Domestic Violence/Restraining Orders

Often times there is a dispute between persons who have a family relationship, domestic relationship, or are in some type of “protective relationship” which requires restraints or protections from abuse.  These restraints are determined by the court. Those protections are often in the form of a Temporary Restraining Order (“TRO”) and thereafter a Final Restraining Order (“FRO”).

 

When it is believed that there is some form of physical or mental abuse imposed upon you from another, an application for protection is filed with the court asking for temporary relief, such as a no-contact order.  The court will take brief and immediate testimony and determine if “good cause” exists to grant temporary restraints.  If the court grants the Temporary Restraining Order, shortly thereafter a Final Restraining Order hearing is set.  A TRO is then served upon the alleged aggressor at which point they must comply with all temporary restraints granted within the TRO.

 

After the TRO has been granted, the court will usually schedule a final hearing within 10 days. Therefore, the accused must act quickly to defend himself or herself. A FRO is issued when the court takes testimony and makes a determination that permanent restrictions are necessary. Typically this occurs after the victim has satisfied the court that restraints are necessary to protect the victim.

 

In most matters, after a restraining order has been issued criminal charges are also filed against the defendant. While the basis for the restraining order in the criminal charges often stem from the same act, the matters proceed in different courts. This can often be very costly, financially burdensome, timely, and embarrassing. The standard of proof for a Restraining Order is by a preponderance of the evidence, whereas criminal charges must be proven beyond a reasonable doubt.

-------------------------

> **Written request**:
Continue the passage on domestic violence restraining orders, starting after its final sentence.

> **Stored data**:
-------------------------

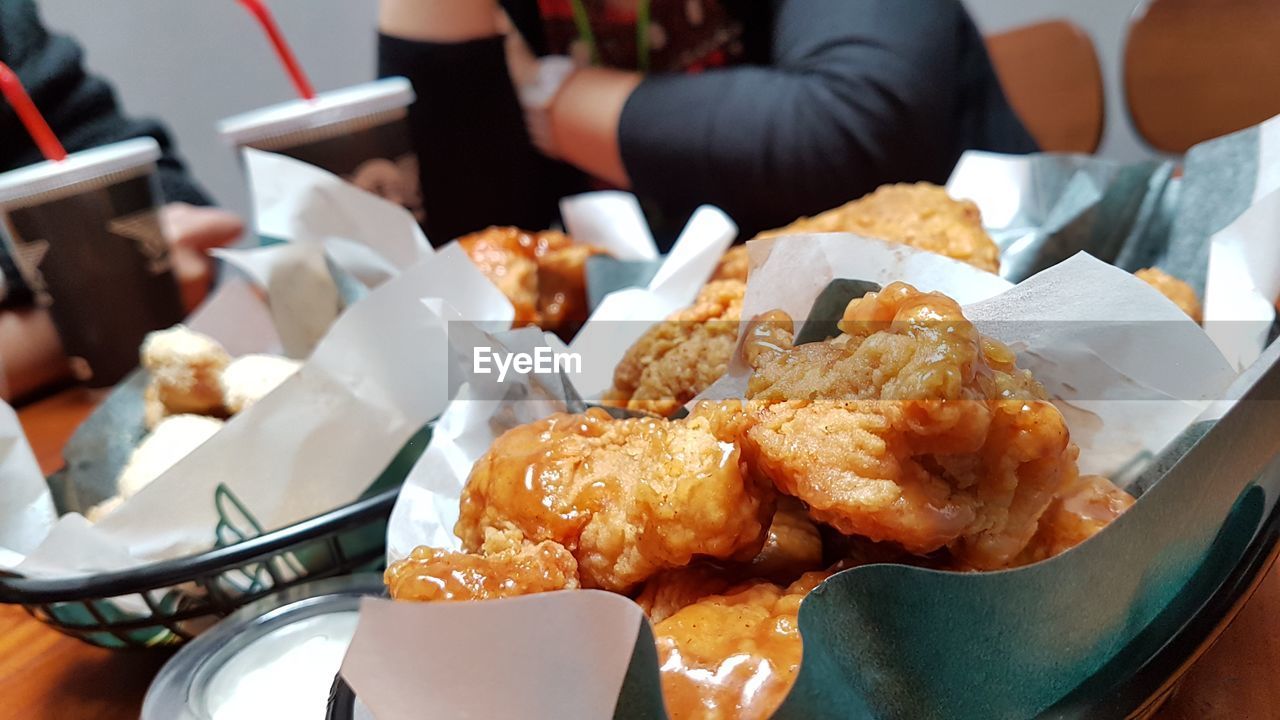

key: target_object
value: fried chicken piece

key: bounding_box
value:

-------------------------

> **Response**:
Whether a Temporary Restraining Order or a Final Restraining Order, these matters often disrupted lives of families. The restraining orders often restrict one parties ability to interact with the other. Often times a no contact order means that the accused cannot come within a certain distance of the other, cannot appear at the home, work, or public places where the victim is known to socialize.  The accused my not purchase a firearm, may be required to undergo psychiatric evaluation, and if a restraining order is granted oftentimes must report this to their place of employment. By statute, the accused will be arrested.

 

Not only are restraining orders humiliating, but they are very expensive. Not only is bail set, but when convicted the accused my face a $10,000 fine as well as 18 months of incarceration. To make matters worse, the accused will also need to hire a competent and aggressive attorney to defend him or her.

 

A final restraining orders are permanent and last forever. The only way to have a final restraining order removed is to file the appropriate motion with the court. Even if the alleged victim allows contact with them, you are will be held in violation of the order, despite their consent. You must know your rights, and you must act legally or you will face additional consequences such is a violation of the temporary restraining order.

 

The Mark Law Firm and their team of criminal defense attorneys are here to help, and routinely defend the accused throughout the state of New Jersey. Contact The Mark Law Firm for your consultation. “Click here” to tell us your story, or call 908-375-6767 for your immediate consultation. You can’t delay and you must act quickly.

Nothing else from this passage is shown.